Rewrite every line from the one containing "locate reflection on" through the end of the rows below, replacing "locate" with "mark" and leaving everything else unchanged. Give only those lines.

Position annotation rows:
——

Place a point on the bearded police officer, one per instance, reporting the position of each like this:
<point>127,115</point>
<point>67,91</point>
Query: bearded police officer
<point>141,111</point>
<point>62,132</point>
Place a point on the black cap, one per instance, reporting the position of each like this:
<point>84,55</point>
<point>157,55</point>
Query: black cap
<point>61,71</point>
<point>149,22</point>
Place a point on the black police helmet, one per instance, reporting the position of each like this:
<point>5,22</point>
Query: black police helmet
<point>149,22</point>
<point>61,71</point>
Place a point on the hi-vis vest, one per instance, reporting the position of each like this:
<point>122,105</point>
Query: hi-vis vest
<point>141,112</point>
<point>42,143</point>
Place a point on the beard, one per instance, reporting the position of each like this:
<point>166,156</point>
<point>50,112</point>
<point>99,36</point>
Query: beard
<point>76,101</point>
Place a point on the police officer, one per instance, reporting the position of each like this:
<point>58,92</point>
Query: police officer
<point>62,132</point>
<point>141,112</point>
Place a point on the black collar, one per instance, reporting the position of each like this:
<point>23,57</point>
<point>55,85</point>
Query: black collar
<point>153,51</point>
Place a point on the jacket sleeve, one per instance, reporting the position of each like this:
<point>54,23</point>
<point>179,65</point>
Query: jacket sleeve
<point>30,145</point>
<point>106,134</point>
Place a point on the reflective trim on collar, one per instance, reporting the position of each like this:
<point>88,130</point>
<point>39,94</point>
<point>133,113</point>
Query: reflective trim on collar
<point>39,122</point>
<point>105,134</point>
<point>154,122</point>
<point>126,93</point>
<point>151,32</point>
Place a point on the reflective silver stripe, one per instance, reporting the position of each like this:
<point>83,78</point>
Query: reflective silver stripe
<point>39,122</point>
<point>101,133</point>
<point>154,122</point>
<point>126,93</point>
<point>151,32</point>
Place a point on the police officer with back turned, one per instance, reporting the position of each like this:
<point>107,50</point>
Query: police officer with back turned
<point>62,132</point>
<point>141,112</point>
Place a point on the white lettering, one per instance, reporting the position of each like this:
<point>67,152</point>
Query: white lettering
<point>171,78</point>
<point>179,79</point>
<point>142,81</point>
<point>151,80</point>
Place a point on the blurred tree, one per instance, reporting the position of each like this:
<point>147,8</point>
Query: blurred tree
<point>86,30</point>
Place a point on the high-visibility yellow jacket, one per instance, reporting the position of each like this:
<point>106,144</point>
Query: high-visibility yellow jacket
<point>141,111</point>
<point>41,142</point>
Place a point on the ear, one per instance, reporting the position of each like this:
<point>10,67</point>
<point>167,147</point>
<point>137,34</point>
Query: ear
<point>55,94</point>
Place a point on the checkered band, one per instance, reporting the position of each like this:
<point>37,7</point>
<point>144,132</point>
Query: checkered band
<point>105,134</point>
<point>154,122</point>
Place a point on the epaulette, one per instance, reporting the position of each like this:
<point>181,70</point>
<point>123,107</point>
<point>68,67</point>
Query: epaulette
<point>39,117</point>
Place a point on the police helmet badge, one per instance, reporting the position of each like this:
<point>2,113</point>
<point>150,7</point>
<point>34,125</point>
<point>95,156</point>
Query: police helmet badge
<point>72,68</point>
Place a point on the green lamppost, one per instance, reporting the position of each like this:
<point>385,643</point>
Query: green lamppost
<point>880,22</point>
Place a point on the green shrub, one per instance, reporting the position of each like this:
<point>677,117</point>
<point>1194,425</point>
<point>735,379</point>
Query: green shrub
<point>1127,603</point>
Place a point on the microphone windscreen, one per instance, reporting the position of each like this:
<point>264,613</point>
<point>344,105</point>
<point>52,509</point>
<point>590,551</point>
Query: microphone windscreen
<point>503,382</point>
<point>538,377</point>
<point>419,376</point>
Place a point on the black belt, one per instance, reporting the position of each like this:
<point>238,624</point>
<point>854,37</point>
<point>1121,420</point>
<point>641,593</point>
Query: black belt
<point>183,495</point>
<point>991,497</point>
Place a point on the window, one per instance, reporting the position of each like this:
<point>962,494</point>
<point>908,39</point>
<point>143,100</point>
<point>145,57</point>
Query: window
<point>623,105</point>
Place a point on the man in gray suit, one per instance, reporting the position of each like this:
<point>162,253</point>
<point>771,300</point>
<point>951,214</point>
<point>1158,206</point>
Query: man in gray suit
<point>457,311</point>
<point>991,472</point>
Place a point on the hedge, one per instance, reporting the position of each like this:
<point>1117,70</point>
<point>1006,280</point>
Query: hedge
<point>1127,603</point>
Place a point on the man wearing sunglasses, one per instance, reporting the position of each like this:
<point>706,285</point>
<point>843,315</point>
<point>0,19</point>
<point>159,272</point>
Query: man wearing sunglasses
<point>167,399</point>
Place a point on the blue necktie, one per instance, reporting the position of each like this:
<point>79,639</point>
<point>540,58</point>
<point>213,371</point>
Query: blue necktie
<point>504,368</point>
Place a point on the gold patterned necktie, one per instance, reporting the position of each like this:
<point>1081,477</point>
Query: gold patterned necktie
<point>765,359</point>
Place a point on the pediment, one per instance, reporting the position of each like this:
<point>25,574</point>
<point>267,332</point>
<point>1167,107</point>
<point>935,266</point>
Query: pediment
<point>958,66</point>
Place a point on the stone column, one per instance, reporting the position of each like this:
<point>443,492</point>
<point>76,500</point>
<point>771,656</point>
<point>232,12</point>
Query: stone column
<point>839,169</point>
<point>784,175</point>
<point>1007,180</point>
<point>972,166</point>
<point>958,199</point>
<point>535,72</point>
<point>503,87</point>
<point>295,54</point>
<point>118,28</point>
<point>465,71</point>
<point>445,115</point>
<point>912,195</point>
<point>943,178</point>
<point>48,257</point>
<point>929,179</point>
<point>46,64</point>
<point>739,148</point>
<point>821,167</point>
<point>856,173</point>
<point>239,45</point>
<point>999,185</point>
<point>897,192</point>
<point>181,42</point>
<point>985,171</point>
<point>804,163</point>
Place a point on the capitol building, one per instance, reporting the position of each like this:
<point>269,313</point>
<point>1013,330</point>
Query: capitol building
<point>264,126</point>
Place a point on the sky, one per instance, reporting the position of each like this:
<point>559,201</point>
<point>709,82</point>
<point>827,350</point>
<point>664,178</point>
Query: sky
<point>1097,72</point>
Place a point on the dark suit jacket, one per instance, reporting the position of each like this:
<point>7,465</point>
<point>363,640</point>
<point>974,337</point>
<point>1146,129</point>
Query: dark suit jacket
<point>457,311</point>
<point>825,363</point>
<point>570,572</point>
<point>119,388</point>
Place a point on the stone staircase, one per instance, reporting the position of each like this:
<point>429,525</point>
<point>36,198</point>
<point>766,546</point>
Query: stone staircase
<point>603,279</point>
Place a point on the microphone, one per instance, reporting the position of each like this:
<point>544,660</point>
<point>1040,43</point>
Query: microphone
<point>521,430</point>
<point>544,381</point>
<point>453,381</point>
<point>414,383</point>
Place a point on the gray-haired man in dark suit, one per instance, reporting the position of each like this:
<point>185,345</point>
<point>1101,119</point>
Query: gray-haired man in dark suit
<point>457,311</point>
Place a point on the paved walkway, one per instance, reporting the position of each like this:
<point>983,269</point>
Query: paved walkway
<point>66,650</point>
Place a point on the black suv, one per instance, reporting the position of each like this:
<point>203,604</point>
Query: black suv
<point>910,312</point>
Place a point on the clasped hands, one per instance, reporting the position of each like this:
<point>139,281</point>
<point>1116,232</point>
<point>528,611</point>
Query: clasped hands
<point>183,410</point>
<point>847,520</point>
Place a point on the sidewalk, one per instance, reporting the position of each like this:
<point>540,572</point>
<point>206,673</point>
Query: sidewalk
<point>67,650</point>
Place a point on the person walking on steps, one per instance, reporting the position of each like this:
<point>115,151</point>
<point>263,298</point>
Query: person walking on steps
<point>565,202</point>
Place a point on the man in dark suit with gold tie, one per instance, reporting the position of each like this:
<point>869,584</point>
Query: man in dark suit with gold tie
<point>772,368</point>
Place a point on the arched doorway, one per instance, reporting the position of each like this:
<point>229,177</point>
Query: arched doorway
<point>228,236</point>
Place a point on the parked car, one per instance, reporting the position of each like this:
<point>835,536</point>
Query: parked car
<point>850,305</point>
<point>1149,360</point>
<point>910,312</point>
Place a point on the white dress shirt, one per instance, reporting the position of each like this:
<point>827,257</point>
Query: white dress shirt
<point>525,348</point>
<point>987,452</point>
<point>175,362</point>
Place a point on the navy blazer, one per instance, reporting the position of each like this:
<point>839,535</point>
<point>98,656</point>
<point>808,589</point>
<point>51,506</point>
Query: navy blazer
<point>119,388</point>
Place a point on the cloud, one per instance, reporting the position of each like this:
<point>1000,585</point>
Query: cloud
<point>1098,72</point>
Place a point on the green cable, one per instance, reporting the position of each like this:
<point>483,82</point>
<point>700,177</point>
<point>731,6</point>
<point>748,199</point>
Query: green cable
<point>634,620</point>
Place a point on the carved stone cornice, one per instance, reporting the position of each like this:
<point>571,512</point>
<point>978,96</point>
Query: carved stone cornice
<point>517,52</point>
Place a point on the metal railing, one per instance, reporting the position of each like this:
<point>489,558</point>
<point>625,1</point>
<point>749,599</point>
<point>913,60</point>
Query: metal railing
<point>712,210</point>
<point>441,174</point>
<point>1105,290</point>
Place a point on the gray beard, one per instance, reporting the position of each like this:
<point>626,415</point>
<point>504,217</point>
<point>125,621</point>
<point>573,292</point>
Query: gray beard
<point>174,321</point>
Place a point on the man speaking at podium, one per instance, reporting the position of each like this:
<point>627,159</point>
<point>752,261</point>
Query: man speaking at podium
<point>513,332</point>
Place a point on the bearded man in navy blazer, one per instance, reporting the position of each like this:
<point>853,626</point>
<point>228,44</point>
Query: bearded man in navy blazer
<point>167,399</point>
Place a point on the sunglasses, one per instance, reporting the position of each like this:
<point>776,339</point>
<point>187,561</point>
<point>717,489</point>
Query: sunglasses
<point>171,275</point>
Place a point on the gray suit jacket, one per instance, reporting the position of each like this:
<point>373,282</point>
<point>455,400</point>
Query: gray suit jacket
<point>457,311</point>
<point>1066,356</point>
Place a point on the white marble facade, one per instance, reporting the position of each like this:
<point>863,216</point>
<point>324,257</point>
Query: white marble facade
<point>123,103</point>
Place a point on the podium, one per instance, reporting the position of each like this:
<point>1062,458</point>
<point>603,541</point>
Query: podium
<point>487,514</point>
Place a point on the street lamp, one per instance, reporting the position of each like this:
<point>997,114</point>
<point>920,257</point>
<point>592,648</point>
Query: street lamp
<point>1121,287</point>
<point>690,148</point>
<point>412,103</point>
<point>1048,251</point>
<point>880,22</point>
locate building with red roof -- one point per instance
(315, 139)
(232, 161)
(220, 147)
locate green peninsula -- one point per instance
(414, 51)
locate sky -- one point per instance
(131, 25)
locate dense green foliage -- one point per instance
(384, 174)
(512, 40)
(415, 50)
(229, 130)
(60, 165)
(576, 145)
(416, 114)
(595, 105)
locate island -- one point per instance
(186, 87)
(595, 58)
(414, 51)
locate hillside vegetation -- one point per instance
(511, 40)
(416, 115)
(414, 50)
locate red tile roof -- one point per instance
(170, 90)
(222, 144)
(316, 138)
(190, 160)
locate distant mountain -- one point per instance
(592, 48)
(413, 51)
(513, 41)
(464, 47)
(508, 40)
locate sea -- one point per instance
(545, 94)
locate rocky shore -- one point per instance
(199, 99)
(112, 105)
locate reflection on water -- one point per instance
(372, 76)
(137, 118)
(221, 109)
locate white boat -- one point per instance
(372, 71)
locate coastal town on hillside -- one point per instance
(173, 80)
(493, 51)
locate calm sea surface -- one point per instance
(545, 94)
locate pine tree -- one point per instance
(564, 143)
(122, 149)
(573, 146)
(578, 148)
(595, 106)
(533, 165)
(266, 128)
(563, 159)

——

* Task response:
mark reflection on water -- one point per instance
(372, 76)
(137, 118)
(221, 109)
mark white boat -- one point per instance
(372, 71)
mark coastal town on hillside -- one point per instance
(173, 80)
(493, 51)
mark calm sea surface -- one point per instance
(545, 94)
mark pine tree -- one point per instance
(564, 143)
(122, 149)
(573, 146)
(578, 148)
(595, 106)
(533, 165)
(266, 128)
(563, 159)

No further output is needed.